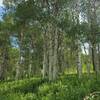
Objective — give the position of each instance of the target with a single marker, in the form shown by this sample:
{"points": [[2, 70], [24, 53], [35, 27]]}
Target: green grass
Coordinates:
{"points": [[67, 87]]}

Exercise instructions
Rescale the rows: write every line out again, requests included, multiplying each point coordinate in the answers by 1.05 and rounding to whole numbers, with halves going up. Keep the numbers in the requests and their format samples unchanged, and leave out the pictures.

Problem solution
Objective — give the position of each instance of the target with a single marker, in the form shown by this sample:
{"points": [[2, 70], [24, 53], [35, 27]]}
Target: green grass
Coordinates:
{"points": [[70, 91]]}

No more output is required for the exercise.